- THE INPUT

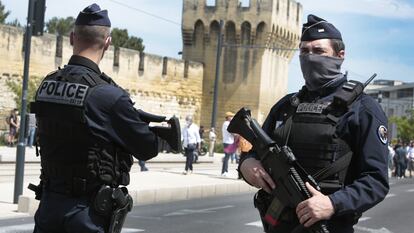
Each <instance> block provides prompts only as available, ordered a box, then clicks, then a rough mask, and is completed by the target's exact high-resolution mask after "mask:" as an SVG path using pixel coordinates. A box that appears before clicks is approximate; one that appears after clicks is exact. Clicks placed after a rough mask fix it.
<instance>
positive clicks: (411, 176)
mask: <svg viewBox="0 0 414 233" xmlns="http://www.w3.org/2000/svg"><path fill="white" fill-rule="evenodd" d="M407 160H408V171H409V173H410V178H412V174H411V172H412V171H414V141H411V142H410V145H409V146H408V150H407Z"/></svg>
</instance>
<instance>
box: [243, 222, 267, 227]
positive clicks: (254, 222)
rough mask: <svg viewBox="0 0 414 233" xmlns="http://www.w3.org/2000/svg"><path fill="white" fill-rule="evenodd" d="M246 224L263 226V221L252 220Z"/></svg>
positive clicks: (262, 226) (253, 225)
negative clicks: (262, 224) (253, 220)
mask: <svg viewBox="0 0 414 233" xmlns="http://www.w3.org/2000/svg"><path fill="white" fill-rule="evenodd" d="M244 225H246V226H254V227H260V228H262V227H263V225H262V221H256V222H250V223H246V224H244Z"/></svg>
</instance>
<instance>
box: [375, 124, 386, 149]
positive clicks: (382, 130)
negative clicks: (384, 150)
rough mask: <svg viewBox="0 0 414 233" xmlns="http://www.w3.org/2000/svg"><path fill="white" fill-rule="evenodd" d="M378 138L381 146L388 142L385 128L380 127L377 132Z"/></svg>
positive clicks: (383, 127) (385, 129)
mask: <svg viewBox="0 0 414 233" xmlns="http://www.w3.org/2000/svg"><path fill="white" fill-rule="evenodd" d="M377 134H378V138H379V139H380V141H381V142H382V144H384V145H386V144H387V142H388V130H387V127H385V126H383V125H380V126H379V127H378V130H377Z"/></svg>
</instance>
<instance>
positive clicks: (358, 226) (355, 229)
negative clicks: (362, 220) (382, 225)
mask: <svg viewBox="0 0 414 233" xmlns="http://www.w3.org/2000/svg"><path fill="white" fill-rule="evenodd" d="M354 229H355V230H360V231H365V232H371V233H393V232H392V231H390V230H388V229H387V228H384V227H383V228H381V229H372V228H368V227H360V226H354Z"/></svg>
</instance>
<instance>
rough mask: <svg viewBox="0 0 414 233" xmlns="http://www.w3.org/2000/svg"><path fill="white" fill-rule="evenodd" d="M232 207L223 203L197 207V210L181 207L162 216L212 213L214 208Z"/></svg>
mask: <svg viewBox="0 0 414 233" xmlns="http://www.w3.org/2000/svg"><path fill="white" fill-rule="evenodd" d="M232 207H234V206H232V205H225V206H218V207H211V208H207V209H199V210H192V209H183V210H179V211H175V212H172V213H168V214H165V215H164V216H165V217H169V216H183V215H190V214H207V213H214V212H216V210H221V209H228V208H232Z"/></svg>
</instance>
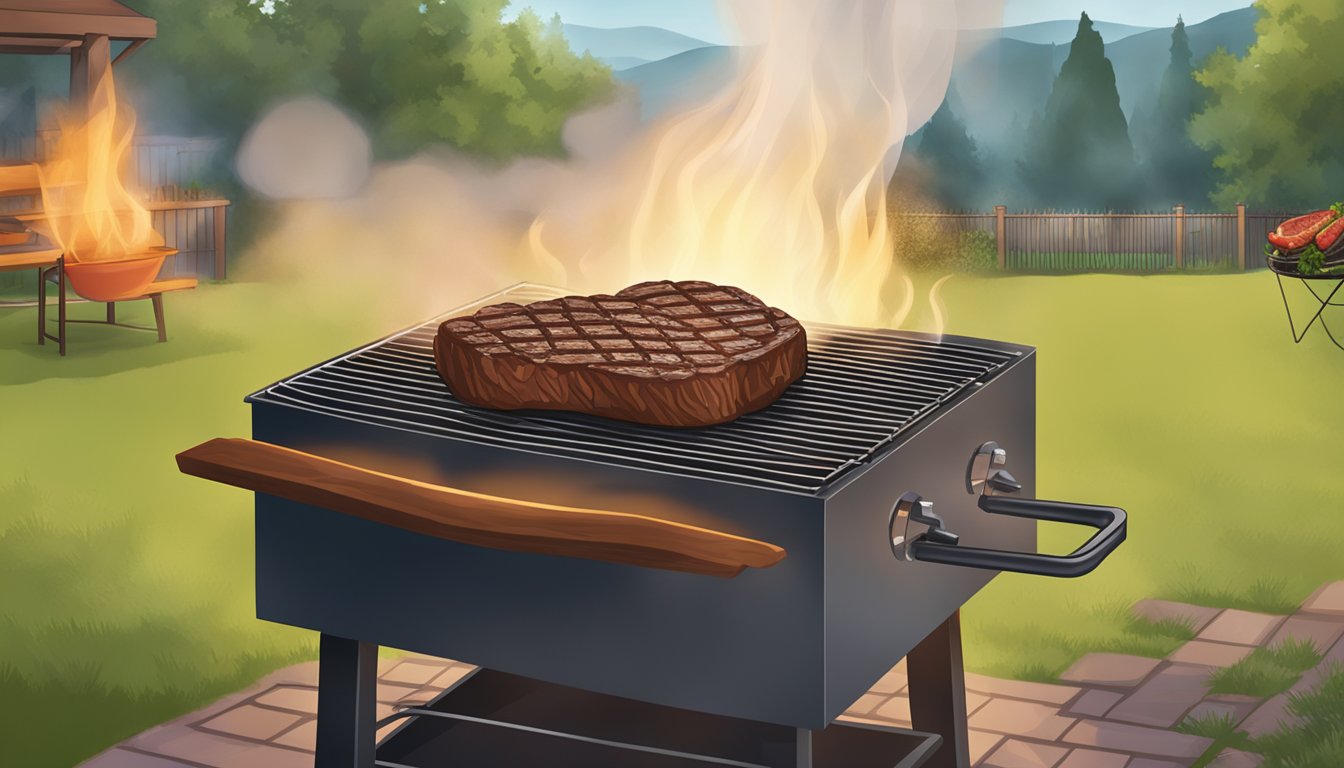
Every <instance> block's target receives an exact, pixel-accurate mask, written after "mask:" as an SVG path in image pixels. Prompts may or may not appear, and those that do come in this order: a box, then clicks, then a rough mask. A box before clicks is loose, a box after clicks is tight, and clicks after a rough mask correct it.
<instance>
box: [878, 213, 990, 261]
mask: <svg viewBox="0 0 1344 768" xmlns="http://www.w3.org/2000/svg"><path fill="white" fill-rule="evenodd" d="M891 227H892V239H894V241H895V257H896V261H898V262H899V264H900V265H902V266H906V268H910V269H914V270H919V272H966V273H976V272H991V270H995V269H997V268H999V242H997V241H996V239H995V235H993V234H991V233H986V231H982V230H972V231H961V233H952V231H948V227H946V226H942V225H938V223H933V219H930V218H925V217H895V219H894V222H892V225H891Z"/></svg>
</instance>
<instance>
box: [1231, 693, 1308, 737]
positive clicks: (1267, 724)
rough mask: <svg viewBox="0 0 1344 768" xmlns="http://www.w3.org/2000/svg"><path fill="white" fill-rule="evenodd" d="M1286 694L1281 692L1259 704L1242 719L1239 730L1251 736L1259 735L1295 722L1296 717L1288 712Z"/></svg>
mask: <svg viewBox="0 0 1344 768" xmlns="http://www.w3.org/2000/svg"><path fill="white" fill-rule="evenodd" d="M1288 701H1289V699H1288V694H1286V693H1281V694H1278V695H1275V697H1273V698H1270V699H1269V701H1266V702H1265V703H1262V705H1259V706H1258V707H1257V709H1255V712H1253V713H1251V714H1250V717H1247V718H1246V720H1245V721H1242V725H1241V730H1245V732H1246V733H1249V734H1251V737H1259V736H1265V734H1267V733H1273V732H1275V730H1278V729H1279V728H1284V726H1288V725H1293V724H1296V722H1297V718H1296V717H1293V714H1292V713H1289V712H1288Z"/></svg>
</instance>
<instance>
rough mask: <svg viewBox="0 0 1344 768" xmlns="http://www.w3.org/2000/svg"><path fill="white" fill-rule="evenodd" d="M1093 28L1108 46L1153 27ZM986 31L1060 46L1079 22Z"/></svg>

- PROBLEM DESCRIPTION
The expected answer is the data retyped exactly, without pictures.

- PROBLEM SOLUTION
Each <instance> block provides prompts only as available, ordered a box, then clicks, then a rough mask, and is completed by the target's exact high-resolution mask after "mask:" as an SVG path using pixel coordinates. A box that appears before clicks is approximate; one that appears after clicks is exact. Clicks placed after a rough mask fix it.
<instance>
positive clicks: (411, 176)
mask: <svg viewBox="0 0 414 233" xmlns="http://www.w3.org/2000/svg"><path fill="white" fill-rule="evenodd" d="M407 160H408V171H409V173H410V178H412V174H411V172H412V171H414V141H411V142H410V145H409V146H408V150H407Z"/></svg>
</instance>
<instance>
box: [243, 222, 267, 227]
positive clicks: (254, 222)
rough mask: <svg viewBox="0 0 414 233" xmlns="http://www.w3.org/2000/svg"><path fill="white" fill-rule="evenodd" d="M246 224L263 226V221L252 220Z"/></svg>
positive clicks: (262, 226) (253, 225)
negative clicks: (262, 224) (253, 220)
mask: <svg viewBox="0 0 414 233" xmlns="http://www.w3.org/2000/svg"><path fill="white" fill-rule="evenodd" d="M244 225H246V226H254V227H260V228H262V227H263V225H262V221H256V222H250V223H246V224H244Z"/></svg>
</instance>
<instance>
box: [375, 124, 386, 149]
positive clicks: (382, 130)
negative clicks: (384, 150)
rough mask: <svg viewBox="0 0 414 233" xmlns="http://www.w3.org/2000/svg"><path fill="white" fill-rule="evenodd" d="M378 138L381 146L388 142L385 128L380 127L377 132Z"/></svg>
positive clicks: (383, 127) (385, 129)
mask: <svg viewBox="0 0 414 233" xmlns="http://www.w3.org/2000/svg"><path fill="white" fill-rule="evenodd" d="M377 134H378V138H379V139H380V141H381V142H382V144H384V145H386V144H387V142H388V130H387V127H385V126H383V125H380V126H379V127H378V130H377Z"/></svg>
</instance>
<instance>
positive clicks: (358, 226) (355, 229)
negative clicks: (362, 220) (382, 225)
mask: <svg viewBox="0 0 414 233" xmlns="http://www.w3.org/2000/svg"><path fill="white" fill-rule="evenodd" d="M354 229H355V230H360V231H365V232H371V233H393V232H392V231H390V230H388V229H387V228H384V227H383V228H381V229H372V228H368V227H360V226H354Z"/></svg>
</instance>
<instance>
rough mask: <svg viewBox="0 0 414 233" xmlns="http://www.w3.org/2000/svg"><path fill="white" fill-rule="evenodd" d="M232 207L223 203L197 207V210L181 207L162 216L212 213L214 208Z"/></svg>
mask: <svg viewBox="0 0 414 233" xmlns="http://www.w3.org/2000/svg"><path fill="white" fill-rule="evenodd" d="M232 207H234V206H232V205H225V206H218V207H211V208H207V209H199V210H192V209H183V210H179V211H175V212H172V213H168V214H165V215H164V216H165V217H169V216H183V215H190V214H207V213H214V212H216V210H221V209H228V208H232Z"/></svg>
</instance>
Every <instance> block's target receives an exact, pixel-accurate mask, written after "mask:" as an SVG path in image pixels. Prompts may or may not appear, and those that do come in this order: a box, then clicks, then a rough mask. A box before clicks is loose, a box after clicks is tight, and clicks after a rough mask correct it.
<instance>
box: [878, 213, 990, 261]
mask: <svg viewBox="0 0 1344 768" xmlns="http://www.w3.org/2000/svg"><path fill="white" fill-rule="evenodd" d="M891 227H892V239H894V241H895V257H896V261H898V262H899V264H900V265H902V266H906V268H910V269H914V270H919V272H966V273H976V272H991V270H995V269H997V268H999V242H997V241H996V239H995V235H993V234H991V233H986V231H982V230H972V231H961V233H952V231H948V227H946V226H942V225H938V223H933V219H930V218H925V217H895V219H894V222H892V225H891Z"/></svg>
</instance>
<instance>
box: [1231, 693, 1308, 737]
positive clicks: (1267, 724)
rough mask: <svg viewBox="0 0 1344 768" xmlns="http://www.w3.org/2000/svg"><path fill="white" fill-rule="evenodd" d="M1286 694L1281 692L1259 704L1242 719L1239 730L1251 736L1259 735L1295 722L1296 717L1288 712Z"/></svg>
mask: <svg viewBox="0 0 1344 768" xmlns="http://www.w3.org/2000/svg"><path fill="white" fill-rule="evenodd" d="M1288 701H1289V699H1288V694H1286V693H1281V694H1278V695H1275V697H1273V698H1270V699H1269V701H1266V702H1265V703H1262V705H1259V706H1258V707H1257V709H1255V712H1253V713H1251V714H1250V717H1247V718H1246V720H1245V721H1242V725H1241V730H1245V732H1246V733H1249V734H1251V737H1259V736H1265V734H1267V733H1273V732H1275V730H1278V729H1279V728H1284V726H1288V725H1293V724H1296V722H1297V718H1296V717H1293V714H1292V713H1289V712H1288Z"/></svg>
</instance>
<instance>
rough mask: <svg viewBox="0 0 1344 768" xmlns="http://www.w3.org/2000/svg"><path fill="white" fill-rule="evenodd" d="M1093 28L1108 46L1153 27ZM986 31L1060 46L1079 22Z"/></svg>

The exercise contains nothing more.